* BEGIN EXCERPT *

- Born: December 20, 1951 (age 69) Boston, Massachusetts, United States
- Education: Brown University
- Occupations: Actor, singer, musician
- Years active: 1969–present

= Gordon Stanley (actor) =

American stage actor (born 1951)

Gordon Stanley (born December 20, 1951, Boston, Massachusetts, United States) is an American stage actor.

==Theatre career==
His first professional stage appearance came in a production of Richard III at the Court Theatre in Chicago in 1969. His Off-Broadway debut came in 1977 in Lyrical and Satirical. His Broadway debut was in 1980 in the musical Onward Victoria.

Stanley has performed in numerous Broadway shows, including Ragtime, Joseph and the Amazing Technicolor Dreamcoat, Beauty and the Beast, and Cabaret.

==Personal life==
Stanley married Renee Lutz, a stage manager on May 18, 1980.

==Filmography==
Stanley has sung in the animated musical films Beauty and the Beast, Pocahontas, The Hunchback of Notre Dame, and Aladdin and the King of Thieves.

* END EXCERPT *

JOB 1:
Rewrite the Gordon Stanley biography from "Stanley has performed" to "King of Thieves.", replacing "Stanley" with "Gordon Stanley".
JOB 2:
Resize the records below by reproducing all of their lines, requests included, with every x and y coordinate in the answers multiplied by 0.2 and rounded to a whole number, halves rounding up. Keep the coordinates in the requests' format samples as they are, and leave the pictures out.
The records have no connection to the text.

* BEGIN RECORDS FOR THIS TASK *

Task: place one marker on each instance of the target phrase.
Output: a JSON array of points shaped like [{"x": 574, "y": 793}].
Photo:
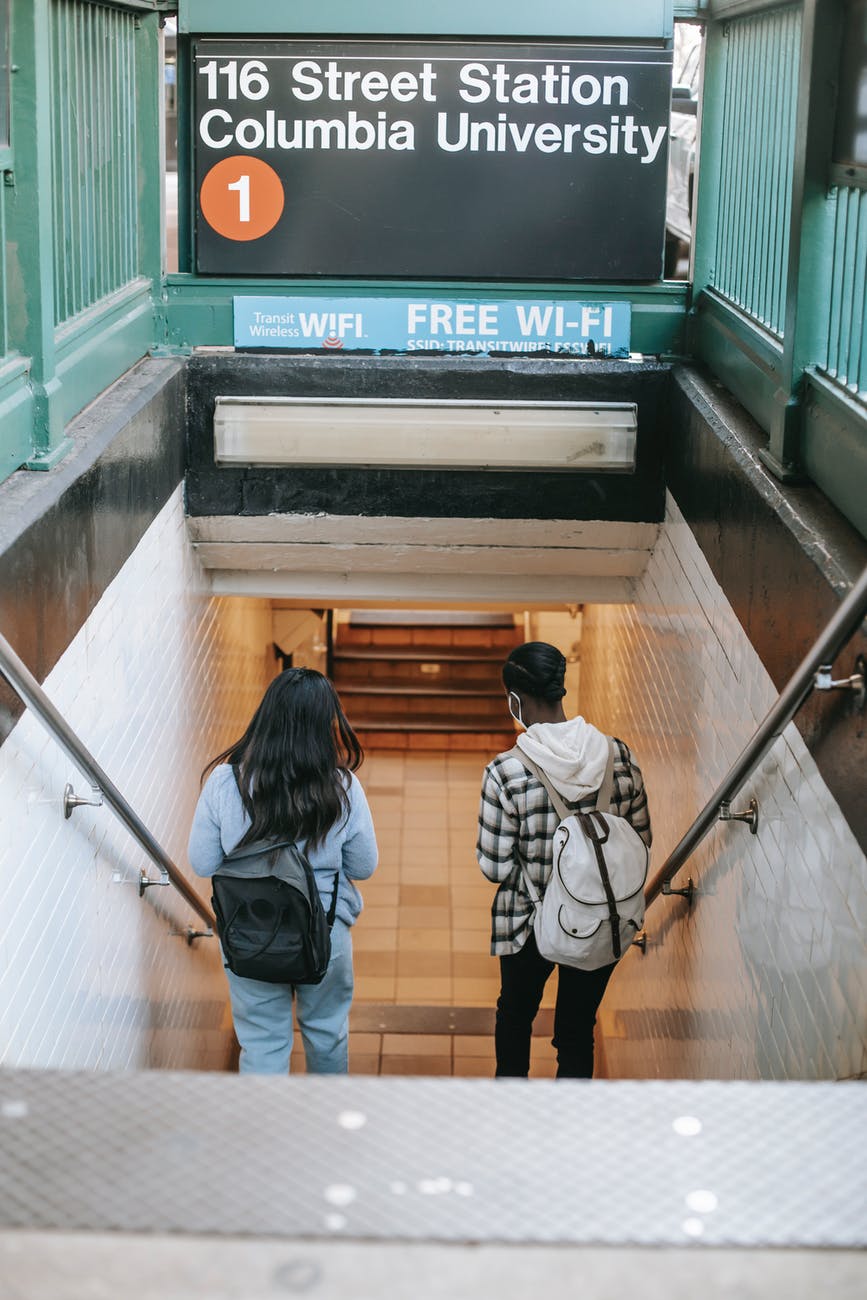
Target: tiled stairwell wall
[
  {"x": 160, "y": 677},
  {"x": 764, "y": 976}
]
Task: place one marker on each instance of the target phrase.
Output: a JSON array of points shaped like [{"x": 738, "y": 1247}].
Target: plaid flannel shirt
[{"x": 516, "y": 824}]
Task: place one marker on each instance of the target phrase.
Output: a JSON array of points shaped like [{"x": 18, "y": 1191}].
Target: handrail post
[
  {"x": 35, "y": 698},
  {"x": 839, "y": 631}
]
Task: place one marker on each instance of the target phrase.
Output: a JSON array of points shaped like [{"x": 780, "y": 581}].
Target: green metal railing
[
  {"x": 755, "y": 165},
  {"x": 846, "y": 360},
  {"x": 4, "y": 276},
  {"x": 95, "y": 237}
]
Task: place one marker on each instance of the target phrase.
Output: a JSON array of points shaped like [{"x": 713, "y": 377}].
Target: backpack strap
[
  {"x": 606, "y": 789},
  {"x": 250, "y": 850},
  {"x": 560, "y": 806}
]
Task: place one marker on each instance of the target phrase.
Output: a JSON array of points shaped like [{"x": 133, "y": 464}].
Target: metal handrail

* END RECORDS FOR THIS TASK *

WRITTEN ANSWER 1:
Gordon Stanley has performed in numerous Broadway shows, including Ragtime, Joseph and the Amazing Technicolor Dreamcoat, Beauty and the Beast, and Cabaret.

==Personal life==
Gordon Stanley married Renee Lutz, a stage manager on May 18, 1980.

==Filmography==
Gordon Stanley has sung in the animated musical films Beauty and the Beast, Pocahontas, The Hunchback of Notre Dame, and Aladdin and the King of Thieves.

WRITTEN ANSWER 2:
Task: place one marker on each instance of the target phrase.
Output: a JSON array of points shaped like [{"x": 574, "y": 793}].
Photo:
Target: tiled stairwell wall
[
  {"x": 32, "y": 135},
  {"x": 153, "y": 195}
]
Task: place one marker on each instance of the target phrase.
Output: a JSON array of points shaped like [{"x": 738, "y": 1247}].
Target: plaid flannel shirt
[{"x": 103, "y": 165}]
Task: place one marker on each instance of the target phrase.
Output: a JSON array of points shaped like [{"x": 18, "y": 1191}].
Target: handrail post
[
  {"x": 7, "y": 140},
  {"x": 168, "y": 126}
]
Task: place one marker on each instance of the target phrase.
Output: a JSON array of points shaped like [{"x": 780, "y": 581}].
Target: green metal railing
[
  {"x": 151, "y": 33},
  {"x": 169, "y": 72},
  {"x": 1, "y": 55},
  {"x": 19, "y": 47}
]
Task: place one marker on each instance of the target phrase.
Output: a JSON array of points shaped like [{"x": 713, "y": 377}].
Target: backpack strap
[
  {"x": 121, "y": 158},
  {"x": 50, "y": 170},
  {"x": 112, "y": 161}
]
Task: place one marker on each instance of the target phrase.
Output: a JSON array of points shaped like [{"x": 133, "y": 464}].
Target: metal handrail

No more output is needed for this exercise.